Data supplied -
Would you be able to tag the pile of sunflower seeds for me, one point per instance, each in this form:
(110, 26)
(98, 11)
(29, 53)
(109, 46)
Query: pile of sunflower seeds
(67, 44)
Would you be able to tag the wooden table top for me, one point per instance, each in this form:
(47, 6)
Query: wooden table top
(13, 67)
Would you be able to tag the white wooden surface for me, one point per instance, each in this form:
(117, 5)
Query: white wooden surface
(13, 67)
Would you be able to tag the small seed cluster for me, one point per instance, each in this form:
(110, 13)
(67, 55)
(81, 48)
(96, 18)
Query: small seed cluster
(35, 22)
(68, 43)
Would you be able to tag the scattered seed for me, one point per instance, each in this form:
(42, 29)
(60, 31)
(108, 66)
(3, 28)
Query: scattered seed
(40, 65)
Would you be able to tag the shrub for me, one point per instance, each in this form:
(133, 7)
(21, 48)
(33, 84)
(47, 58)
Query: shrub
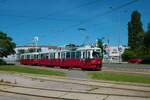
(2, 62)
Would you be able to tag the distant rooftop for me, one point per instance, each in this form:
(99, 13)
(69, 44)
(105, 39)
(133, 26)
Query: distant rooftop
(41, 46)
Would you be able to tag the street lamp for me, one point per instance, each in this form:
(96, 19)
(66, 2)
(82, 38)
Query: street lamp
(35, 40)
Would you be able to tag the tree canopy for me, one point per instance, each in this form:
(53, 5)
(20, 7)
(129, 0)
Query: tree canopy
(6, 45)
(135, 30)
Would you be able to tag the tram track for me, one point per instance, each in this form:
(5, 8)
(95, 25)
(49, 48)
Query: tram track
(85, 82)
(56, 90)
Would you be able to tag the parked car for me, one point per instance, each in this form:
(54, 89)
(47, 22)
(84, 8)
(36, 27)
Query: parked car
(145, 60)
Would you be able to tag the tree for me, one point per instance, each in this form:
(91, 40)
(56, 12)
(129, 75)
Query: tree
(135, 31)
(6, 45)
(99, 44)
(147, 40)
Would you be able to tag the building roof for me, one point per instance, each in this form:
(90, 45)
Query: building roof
(42, 46)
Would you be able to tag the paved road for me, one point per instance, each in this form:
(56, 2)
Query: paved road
(126, 65)
(46, 86)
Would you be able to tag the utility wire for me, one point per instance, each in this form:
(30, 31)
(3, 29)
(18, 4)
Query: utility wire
(51, 14)
(101, 14)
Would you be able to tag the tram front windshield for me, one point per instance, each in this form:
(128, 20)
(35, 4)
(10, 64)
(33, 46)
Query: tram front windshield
(96, 54)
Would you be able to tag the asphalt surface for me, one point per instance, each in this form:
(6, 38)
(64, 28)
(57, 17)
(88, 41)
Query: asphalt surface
(39, 87)
(127, 65)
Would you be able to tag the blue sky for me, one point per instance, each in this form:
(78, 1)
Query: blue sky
(56, 22)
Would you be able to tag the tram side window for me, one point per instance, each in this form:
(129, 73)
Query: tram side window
(72, 54)
(28, 56)
(58, 54)
(22, 57)
(78, 54)
(96, 54)
(88, 54)
(84, 54)
(52, 55)
(67, 54)
(43, 56)
(63, 55)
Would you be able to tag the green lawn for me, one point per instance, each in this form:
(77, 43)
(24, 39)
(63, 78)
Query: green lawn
(32, 70)
(118, 76)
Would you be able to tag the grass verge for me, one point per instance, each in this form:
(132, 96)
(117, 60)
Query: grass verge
(118, 76)
(31, 70)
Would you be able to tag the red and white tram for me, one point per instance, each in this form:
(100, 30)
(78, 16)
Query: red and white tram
(82, 57)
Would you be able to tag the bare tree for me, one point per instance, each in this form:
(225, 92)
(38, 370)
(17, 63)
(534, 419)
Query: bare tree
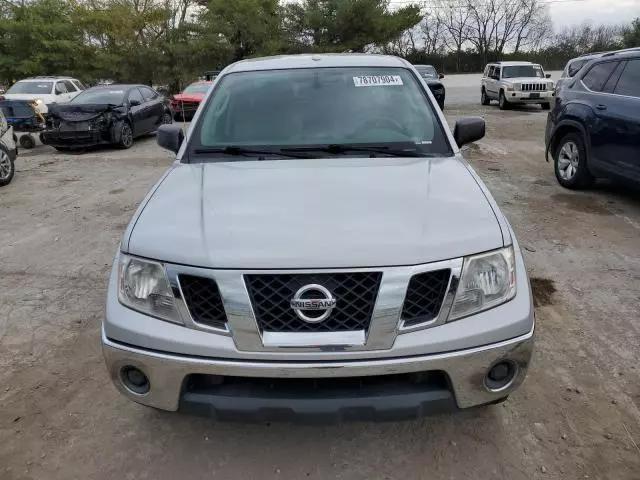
(455, 21)
(498, 25)
(431, 33)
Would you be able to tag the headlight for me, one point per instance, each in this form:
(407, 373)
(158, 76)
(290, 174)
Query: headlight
(487, 280)
(143, 286)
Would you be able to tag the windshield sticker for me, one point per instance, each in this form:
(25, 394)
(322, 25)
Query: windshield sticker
(377, 80)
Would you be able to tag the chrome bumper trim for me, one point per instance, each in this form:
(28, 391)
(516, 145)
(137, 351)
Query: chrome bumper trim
(466, 369)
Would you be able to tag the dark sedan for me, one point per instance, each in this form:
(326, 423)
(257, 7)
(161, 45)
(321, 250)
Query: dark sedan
(594, 129)
(112, 114)
(432, 77)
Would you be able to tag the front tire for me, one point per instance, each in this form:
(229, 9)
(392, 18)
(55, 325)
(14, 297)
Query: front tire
(502, 101)
(484, 99)
(125, 135)
(7, 167)
(167, 118)
(27, 142)
(570, 162)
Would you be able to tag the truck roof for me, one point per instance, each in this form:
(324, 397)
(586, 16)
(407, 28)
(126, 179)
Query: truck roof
(283, 62)
(512, 63)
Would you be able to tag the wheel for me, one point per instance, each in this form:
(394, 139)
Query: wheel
(7, 167)
(167, 118)
(484, 99)
(125, 135)
(570, 162)
(27, 142)
(502, 101)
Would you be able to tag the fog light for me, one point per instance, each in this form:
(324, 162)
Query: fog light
(501, 375)
(134, 380)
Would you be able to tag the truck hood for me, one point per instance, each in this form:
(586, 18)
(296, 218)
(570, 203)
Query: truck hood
(25, 96)
(321, 213)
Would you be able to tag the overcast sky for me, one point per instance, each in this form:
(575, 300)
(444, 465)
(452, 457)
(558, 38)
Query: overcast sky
(565, 13)
(574, 12)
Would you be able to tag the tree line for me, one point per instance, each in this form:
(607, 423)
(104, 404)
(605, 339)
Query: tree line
(172, 41)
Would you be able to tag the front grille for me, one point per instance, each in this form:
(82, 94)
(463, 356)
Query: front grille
(534, 87)
(355, 295)
(425, 295)
(203, 300)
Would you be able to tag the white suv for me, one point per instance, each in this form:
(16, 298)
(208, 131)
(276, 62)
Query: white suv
(45, 90)
(516, 82)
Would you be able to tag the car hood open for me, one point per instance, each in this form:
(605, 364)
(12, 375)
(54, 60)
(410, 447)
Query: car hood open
(321, 213)
(80, 112)
(189, 97)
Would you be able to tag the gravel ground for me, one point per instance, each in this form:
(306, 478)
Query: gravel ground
(577, 415)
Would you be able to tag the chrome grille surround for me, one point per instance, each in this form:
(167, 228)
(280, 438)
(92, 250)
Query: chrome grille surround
(533, 87)
(385, 325)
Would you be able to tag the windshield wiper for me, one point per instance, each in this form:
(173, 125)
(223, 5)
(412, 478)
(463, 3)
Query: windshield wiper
(247, 152)
(338, 148)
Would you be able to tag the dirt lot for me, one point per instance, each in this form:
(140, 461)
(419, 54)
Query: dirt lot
(577, 415)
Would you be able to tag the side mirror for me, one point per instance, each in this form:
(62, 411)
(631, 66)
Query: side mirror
(468, 129)
(170, 137)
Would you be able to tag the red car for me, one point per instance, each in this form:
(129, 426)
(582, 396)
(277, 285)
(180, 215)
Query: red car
(185, 104)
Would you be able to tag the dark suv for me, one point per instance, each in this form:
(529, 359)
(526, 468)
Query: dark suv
(594, 127)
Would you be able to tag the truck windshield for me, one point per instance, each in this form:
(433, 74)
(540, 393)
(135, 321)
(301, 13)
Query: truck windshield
(527, 71)
(280, 109)
(427, 72)
(42, 88)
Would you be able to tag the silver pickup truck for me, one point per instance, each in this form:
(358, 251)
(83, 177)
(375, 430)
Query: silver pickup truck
(319, 251)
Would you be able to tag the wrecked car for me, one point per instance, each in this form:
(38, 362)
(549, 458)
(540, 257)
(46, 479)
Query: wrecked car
(113, 114)
(186, 103)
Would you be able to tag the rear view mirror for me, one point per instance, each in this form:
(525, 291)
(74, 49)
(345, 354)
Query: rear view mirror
(170, 137)
(468, 129)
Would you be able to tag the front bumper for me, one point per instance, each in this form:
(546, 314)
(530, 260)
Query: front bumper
(465, 371)
(84, 138)
(526, 97)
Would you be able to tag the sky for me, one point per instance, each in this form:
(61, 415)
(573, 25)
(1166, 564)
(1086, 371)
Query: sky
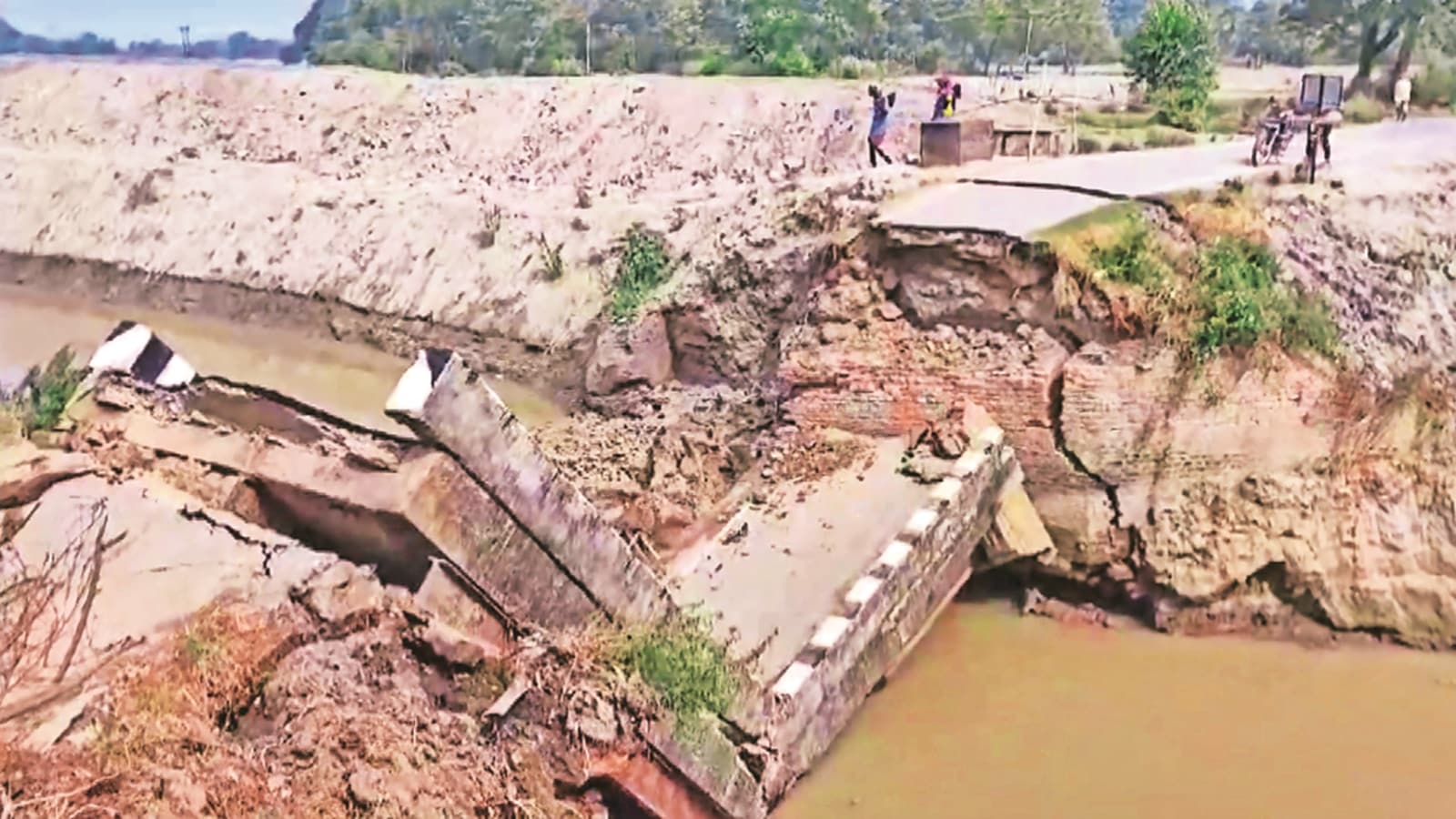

What is being asked - Transcribe exactly and only the lines from the top of the records through the line containing "Would you be able to tag the tree canopy", inclusive, and do not copy the pictures.

Finished task -
Would you be able to tag the pile of sunflower seeds for me, one point per instance, each in this form:
(110, 26)
(98, 11)
(29, 53)
(109, 46)
Query: pile of sunflower seeds
(67, 44)
Would you be able to tag the wooden table top for me, one point per instance, each in this form:
(47, 6)
Query: wooden table top
(13, 67)
Would you be able to tag the white wooden surface for me, one point per instance, each in this form:
(117, 5)
Query: white wooden surface
(13, 67)
Would you be able to tag the small seed cluster for me, one point per instance, each in this form:
(110, 13)
(67, 55)
(81, 48)
(96, 18)
Query: small seed cluster
(35, 22)
(68, 43)
Would you be able to tag the scattered seed for me, one point per instance, each in this form:
(42, 29)
(60, 31)
(108, 66)
(3, 28)
Query: scattered seed
(40, 65)
Would you be able to tag the shrub for me, one point per instance, each in this form:
(133, 7)
(21, 48)
(33, 84)
(47, 58)
Query: shrub
(2, 62)
Would you be able to tag the distant rooftop for me, one point per instance, each in this form:
(99, 13)
(69, 44)
(105, 39)
(133, 26)
Query: distant rooftop
(41, 46)
Would you be able to tag the street lamp for me, one point per instance, each in this form:
(96, 19)
(66, 2)
(82, 38)
Query: street lamp
(35, 40)
Would you be able to tag the tree canopy for me, one point per instance, each in this form:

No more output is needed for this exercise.